---------- DATA SHOWN

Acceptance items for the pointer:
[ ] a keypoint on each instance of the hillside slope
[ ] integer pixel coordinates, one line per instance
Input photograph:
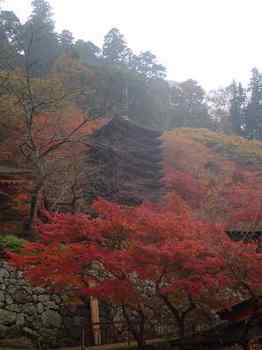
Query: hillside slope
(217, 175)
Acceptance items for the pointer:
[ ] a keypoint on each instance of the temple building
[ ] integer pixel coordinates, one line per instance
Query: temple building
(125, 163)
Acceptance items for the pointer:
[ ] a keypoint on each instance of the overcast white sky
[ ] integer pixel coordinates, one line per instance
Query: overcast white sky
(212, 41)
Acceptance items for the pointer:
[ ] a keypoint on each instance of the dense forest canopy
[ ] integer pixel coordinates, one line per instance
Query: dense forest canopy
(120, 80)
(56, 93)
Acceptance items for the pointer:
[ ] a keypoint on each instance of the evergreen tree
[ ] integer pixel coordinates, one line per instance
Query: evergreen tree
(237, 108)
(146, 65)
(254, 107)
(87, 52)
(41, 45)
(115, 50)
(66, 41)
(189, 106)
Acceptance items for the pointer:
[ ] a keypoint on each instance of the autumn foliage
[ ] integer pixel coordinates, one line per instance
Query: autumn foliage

--------------------
---------- DATA SHOWN

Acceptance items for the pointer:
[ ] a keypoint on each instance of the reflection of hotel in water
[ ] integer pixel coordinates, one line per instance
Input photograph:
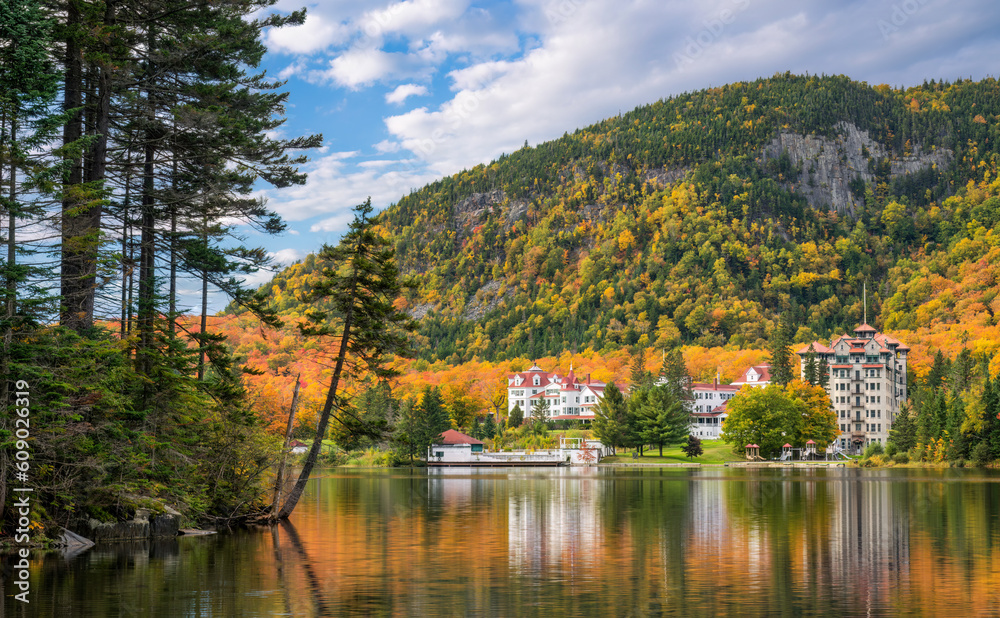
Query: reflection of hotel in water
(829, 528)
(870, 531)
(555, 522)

--------------------

§ **SHORT EXERCISE**
Pick out every line above that contains the word "canopy" and copy each one in full. Case counts.

§ **WORKED SOLUTION**
[ ] a keypoint on each instance of the dense forest canopy
Query: dense forest canopy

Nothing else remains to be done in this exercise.